━━━━━ Exercise inputs

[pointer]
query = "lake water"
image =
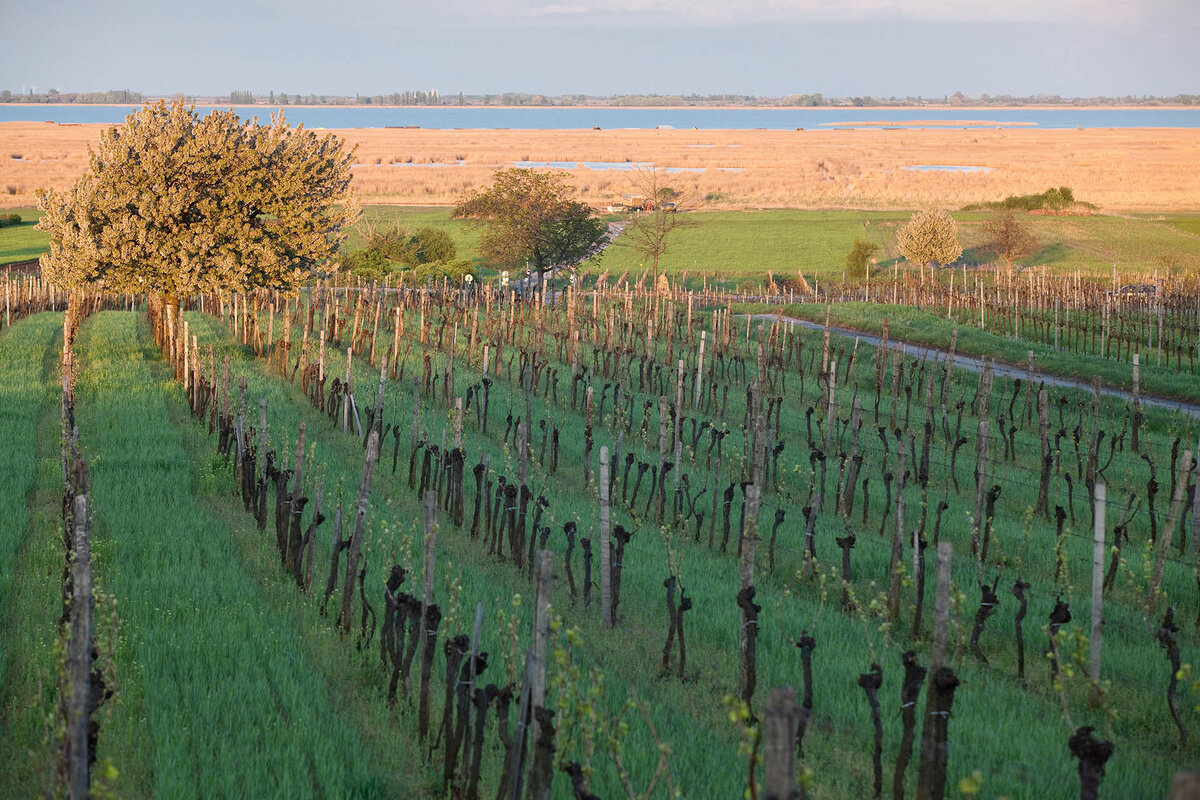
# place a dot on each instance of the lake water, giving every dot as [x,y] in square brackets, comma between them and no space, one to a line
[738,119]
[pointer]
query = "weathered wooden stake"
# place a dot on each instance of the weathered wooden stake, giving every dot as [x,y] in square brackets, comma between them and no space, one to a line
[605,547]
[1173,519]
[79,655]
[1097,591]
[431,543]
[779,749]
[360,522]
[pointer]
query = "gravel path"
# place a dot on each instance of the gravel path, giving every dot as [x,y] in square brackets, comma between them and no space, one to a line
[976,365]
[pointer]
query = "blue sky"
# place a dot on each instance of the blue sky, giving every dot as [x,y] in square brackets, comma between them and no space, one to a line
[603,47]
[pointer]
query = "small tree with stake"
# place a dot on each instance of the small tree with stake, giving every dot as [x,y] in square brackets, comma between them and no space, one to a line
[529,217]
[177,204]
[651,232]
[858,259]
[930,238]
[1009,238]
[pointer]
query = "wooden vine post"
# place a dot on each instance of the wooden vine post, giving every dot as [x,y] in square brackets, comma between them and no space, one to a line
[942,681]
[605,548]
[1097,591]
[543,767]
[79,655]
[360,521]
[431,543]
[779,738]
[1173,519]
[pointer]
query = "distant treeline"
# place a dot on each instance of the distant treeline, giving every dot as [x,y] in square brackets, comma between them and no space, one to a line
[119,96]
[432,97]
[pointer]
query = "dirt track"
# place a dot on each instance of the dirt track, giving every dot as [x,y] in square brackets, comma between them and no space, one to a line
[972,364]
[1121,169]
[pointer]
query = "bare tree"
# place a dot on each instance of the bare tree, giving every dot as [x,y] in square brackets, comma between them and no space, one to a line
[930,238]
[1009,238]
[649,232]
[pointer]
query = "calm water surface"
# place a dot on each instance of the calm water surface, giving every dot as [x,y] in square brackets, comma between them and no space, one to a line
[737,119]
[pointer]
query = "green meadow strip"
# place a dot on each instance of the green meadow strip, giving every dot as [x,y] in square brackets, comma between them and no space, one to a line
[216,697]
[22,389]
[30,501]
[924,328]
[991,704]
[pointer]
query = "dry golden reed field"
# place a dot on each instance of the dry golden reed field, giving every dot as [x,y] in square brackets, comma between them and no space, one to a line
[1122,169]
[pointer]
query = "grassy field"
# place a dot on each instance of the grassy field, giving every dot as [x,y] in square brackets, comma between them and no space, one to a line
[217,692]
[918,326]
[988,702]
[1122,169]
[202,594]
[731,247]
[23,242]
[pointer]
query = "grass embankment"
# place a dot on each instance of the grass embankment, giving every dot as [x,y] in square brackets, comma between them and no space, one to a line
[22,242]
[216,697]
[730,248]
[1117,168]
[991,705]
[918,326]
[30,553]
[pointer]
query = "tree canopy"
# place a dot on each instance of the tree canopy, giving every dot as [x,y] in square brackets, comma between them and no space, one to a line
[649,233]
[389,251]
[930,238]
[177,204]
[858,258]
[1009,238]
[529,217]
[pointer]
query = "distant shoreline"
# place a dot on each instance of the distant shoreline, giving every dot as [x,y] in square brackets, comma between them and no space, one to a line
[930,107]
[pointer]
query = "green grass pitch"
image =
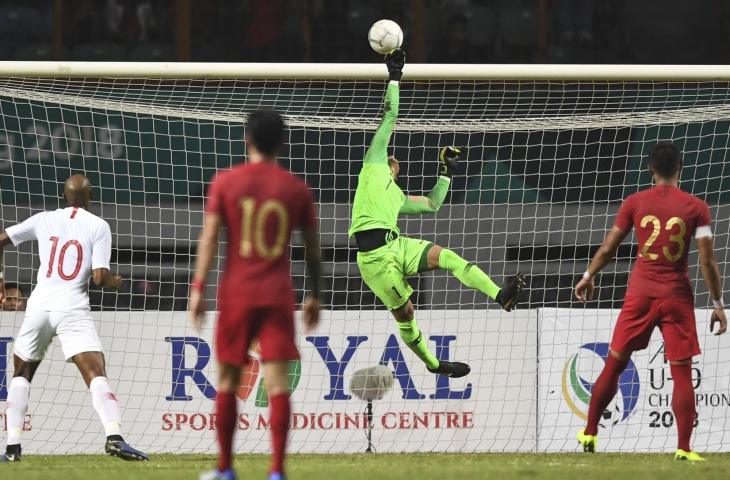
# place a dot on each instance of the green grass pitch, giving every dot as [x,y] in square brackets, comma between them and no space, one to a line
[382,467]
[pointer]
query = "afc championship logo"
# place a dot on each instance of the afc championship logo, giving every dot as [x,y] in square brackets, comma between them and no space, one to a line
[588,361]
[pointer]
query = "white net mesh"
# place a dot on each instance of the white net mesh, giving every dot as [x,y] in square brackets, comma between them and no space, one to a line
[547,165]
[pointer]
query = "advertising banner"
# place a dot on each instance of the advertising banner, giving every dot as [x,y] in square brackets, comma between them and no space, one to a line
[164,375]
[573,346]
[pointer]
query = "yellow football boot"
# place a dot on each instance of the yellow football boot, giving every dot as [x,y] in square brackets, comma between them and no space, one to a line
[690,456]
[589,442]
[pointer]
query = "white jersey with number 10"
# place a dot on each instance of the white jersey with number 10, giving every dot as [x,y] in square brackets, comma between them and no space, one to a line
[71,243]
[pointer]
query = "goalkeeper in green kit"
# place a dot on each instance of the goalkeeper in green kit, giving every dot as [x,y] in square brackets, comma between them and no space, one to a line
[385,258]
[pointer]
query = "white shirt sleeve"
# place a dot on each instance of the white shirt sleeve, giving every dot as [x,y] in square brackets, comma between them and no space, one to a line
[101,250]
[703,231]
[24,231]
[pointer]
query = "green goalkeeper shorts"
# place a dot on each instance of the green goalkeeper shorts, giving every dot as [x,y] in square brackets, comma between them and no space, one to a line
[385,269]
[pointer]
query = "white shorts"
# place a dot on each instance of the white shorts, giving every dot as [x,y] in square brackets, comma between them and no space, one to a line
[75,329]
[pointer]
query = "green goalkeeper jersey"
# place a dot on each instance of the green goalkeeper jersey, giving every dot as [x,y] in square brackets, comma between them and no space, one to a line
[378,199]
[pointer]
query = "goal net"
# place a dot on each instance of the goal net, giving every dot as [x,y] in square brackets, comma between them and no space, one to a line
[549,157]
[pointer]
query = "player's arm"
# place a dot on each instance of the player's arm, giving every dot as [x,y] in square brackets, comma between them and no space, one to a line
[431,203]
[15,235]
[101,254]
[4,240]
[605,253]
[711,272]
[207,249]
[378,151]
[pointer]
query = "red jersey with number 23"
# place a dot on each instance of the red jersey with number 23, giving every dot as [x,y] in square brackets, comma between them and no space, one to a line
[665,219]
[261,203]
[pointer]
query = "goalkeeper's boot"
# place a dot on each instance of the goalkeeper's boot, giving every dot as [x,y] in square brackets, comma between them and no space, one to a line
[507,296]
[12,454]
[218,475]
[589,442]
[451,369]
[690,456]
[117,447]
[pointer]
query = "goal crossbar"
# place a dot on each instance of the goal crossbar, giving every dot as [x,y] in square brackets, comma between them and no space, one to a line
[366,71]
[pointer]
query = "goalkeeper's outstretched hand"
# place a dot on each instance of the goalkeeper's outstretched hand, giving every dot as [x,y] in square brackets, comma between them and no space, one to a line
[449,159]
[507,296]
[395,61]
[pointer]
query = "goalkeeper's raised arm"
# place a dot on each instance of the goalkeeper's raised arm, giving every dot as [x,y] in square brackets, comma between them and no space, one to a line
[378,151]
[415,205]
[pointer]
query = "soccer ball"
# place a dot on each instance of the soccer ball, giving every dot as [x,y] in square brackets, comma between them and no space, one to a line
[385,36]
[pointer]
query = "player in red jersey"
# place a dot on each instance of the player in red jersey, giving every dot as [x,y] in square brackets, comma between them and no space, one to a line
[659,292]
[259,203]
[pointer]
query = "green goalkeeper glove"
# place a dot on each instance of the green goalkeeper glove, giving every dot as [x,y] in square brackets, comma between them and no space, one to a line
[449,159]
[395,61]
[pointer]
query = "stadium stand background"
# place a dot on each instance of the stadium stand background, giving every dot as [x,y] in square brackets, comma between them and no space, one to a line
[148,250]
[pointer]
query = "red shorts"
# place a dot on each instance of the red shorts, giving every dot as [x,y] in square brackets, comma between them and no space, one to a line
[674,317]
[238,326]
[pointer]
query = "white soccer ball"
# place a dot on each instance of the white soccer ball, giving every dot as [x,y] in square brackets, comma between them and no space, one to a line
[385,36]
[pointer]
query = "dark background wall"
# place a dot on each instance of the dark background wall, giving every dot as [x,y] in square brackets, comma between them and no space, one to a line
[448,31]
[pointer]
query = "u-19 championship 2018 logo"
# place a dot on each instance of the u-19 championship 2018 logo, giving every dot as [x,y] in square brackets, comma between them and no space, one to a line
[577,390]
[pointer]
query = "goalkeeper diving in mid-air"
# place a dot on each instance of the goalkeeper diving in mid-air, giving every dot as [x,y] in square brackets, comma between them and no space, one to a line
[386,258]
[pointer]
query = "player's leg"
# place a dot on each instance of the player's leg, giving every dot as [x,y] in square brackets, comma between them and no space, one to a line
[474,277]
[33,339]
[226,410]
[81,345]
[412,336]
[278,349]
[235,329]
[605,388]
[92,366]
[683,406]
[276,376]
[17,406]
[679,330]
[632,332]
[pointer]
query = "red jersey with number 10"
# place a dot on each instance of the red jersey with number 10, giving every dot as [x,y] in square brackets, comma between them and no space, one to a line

━━━━━━━━━━

Please return the span of lines above that opens with the one containing "# place a dot on each instance of the goalkeeper diving" and closes with the final line, both included, exactly as written and nothing more.

# place a dot on each instance of the goalkeeper diving in mid-air, giving every dot as [x,y] in square brackets, comma between them and no space, one to a line
[386,258]
[pointer]
query = "player's leg"
# place a dot on each instance of the player's leg, giving every dot as [x,y] in square brackets, comma between them and no space, one to a line
[474,277]
[33,339]
[226,410]
[81,345]
[412,336]
[278,349]
[235,329]
[605,388]
[92,366]
[683,406]
[276,376]
[17,406]
[679,330]
[632,332]
[pointer]
query = "red jersey with number 10"
# place a dot on each instance of the red jersey with number 10, giving every dot as [x,y] in square brackets, comma between them and no space, one to a line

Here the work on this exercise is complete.